» Records from a data source:
────────────────────

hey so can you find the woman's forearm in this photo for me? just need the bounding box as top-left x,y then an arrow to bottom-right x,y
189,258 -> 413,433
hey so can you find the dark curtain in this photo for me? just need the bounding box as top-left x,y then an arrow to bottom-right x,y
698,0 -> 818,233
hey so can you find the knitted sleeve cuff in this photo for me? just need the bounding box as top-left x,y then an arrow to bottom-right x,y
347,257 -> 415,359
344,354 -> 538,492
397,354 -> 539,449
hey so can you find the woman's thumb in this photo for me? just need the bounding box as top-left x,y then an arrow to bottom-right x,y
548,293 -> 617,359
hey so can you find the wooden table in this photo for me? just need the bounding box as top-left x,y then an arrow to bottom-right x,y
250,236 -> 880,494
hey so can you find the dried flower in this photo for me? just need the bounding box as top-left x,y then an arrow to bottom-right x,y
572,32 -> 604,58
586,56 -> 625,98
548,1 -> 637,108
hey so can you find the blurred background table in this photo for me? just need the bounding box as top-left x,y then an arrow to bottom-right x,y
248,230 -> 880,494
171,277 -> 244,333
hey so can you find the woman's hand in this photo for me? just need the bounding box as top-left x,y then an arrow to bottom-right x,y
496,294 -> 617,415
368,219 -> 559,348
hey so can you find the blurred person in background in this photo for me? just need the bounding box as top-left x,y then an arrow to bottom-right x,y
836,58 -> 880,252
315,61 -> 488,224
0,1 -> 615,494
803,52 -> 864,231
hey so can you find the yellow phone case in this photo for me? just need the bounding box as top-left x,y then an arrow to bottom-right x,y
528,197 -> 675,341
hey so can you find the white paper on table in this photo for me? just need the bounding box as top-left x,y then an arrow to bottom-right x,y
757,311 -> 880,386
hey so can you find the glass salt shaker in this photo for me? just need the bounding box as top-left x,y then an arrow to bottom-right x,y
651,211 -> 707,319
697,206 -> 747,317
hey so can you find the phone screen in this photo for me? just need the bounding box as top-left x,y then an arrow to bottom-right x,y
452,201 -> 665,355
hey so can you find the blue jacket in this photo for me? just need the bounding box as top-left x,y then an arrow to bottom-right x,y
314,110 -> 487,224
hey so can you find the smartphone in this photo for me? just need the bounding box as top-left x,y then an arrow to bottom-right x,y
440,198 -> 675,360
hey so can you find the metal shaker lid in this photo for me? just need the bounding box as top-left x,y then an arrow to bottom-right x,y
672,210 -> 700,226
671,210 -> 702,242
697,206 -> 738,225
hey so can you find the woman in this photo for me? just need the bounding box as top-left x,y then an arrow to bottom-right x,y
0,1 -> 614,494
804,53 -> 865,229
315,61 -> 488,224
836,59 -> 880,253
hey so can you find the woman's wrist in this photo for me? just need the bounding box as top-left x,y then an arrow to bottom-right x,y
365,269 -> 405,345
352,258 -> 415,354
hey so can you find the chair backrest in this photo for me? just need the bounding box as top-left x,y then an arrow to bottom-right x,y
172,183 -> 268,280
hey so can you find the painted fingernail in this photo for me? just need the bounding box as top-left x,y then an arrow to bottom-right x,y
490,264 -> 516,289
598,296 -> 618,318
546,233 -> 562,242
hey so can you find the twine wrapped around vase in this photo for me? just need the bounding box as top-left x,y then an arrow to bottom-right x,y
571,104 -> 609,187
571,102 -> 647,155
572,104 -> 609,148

────────────────────

» WHAT THE EXERCISE ASKS: An exact copy of every record is needed; write it out in full.

» EXPECTED ANSWER:
hey so can you find the woman's forearm in this photo for me? just need the bounding box as top-left x,y then an arrow to bottom-right x,y
189,258 -> 413,433
hey so can you find the dark curtain in this photo for me? just need the bounding box as top-left x,y then an arrow to bottom-right x,y
698,0 -> 818,233
hey so can you find the knitted sleeve cuff in this photo for me? just need the bounding box as top-left x,y then an arrow to bottom-right x,y
347,257 -> 415,359
344,354 -> 538,492
397,354 -> 539,449
hey so can you find the woman's thumb in this photo for me? just need the bounding box as top-left x,y then an arrow to bottom-right x,y
548,293 -> 617,359
hey so can you find the wooden table in this photo for me? just need the bounding box as top-left x,y then an arrow to bottom-right x,y
250,236 -> 880,494
hey so can you find the dried flower in this photo for me? just need the bounding box as top-left x,y then an arrow to bottom-right x,y
572,32 -> 604,58
586,56 -> 625,98
548,1 -> 637,108
hey so can you find the blurred background table in this photo for me? just need the bounding box as top-left x,y then an arrow to bottom-right x,y
248,230 -> 880,494
171,277 -> 244,333
hey so can you find the woman's hand in this photo for me? just need the bounding box as top-left x,y then an arrow to bottom-right x,y
496,294 -> 617,415
368,219 -> 559,348
hey so can you find the blurred person in background in this photo for me? just need the bounding box as top-left x,y then an arrow to bottom-right x,y
836,58 -> 880,252
315,61 -> 488,224
0,1 -> 615,494
803,52 -> 864,231
hey so can you find the yellow phone case in this photo for me? just need the bounding box as top-left x,y then an arrow to bottom-right x,y
528,197 -> 675,341
hey so can you find the white paper on table in this photo for me? just need the bounding box as top-left x,y then an arrow to bottom-right x,y
757,311 -> 880,386
hey so can you find the glass salt shaker in this photo for me? just need the bounding box as top-left x,y then an arrow to bottom-right x,y
651,211 -> 707,319
697,206 -> 747,317
hey so can you find the phone screen in this photo for me? just need the bounding box as top-left x,y then an arrow to bottom-right x,y
452,201 -> 665,355
hey so can you find the blue jacket in this photo for me? just need the bounding box as top-left x,y then an arrow to bottom-right x,y
314,110 -> 487,224
hey so can you find the smartphone in this photo for me? just need the bounding box as top-left x,y then an arrow to bottom-right x,y
440,198 -> 675,360
hey so can you find the metal shaker lid in this photo for me? just need the bounding box as top-left x,y then an arrow to bottom-right x,y
672,210 -> 700,226
671,210 -> 702,242
697,206 -> 738,225
hey so can you find the woman in this photo for me? just need the bounding box as top-left x,y then an arrow to bottom-right x,y
0,1 -> 614,494
804,53 -> 865,229
315,61 -> 488,224
836,59 -> 880,253
hey so can you find the woman's wrist in this photo for me? just need the bounding box as top-left x,y then an arrow to bottom-right x,y
365,269 -> 405,345
352,258 -> 415,354
hey so can you find the chair backrest in this photo for me? just need the bounding box as top-left x,y then an arrow to bottom-right x,y
172,183 -> 268,280
hey so can you find the painted fingernail in this photo for me? just need the bounding box as top-left x,y then an arrow to bottom-right x,y
490,264 -> 516,289
598,296 -> 618,318
546,233 -> 562,242
hey so can you find the twine wrapped around vase in this photo for me? just need the bounding box as top-left x,y then an arrow to bottom-right x,y
571,104 -> 609,187
571,102 -> 647,155
572,104 -> 609,148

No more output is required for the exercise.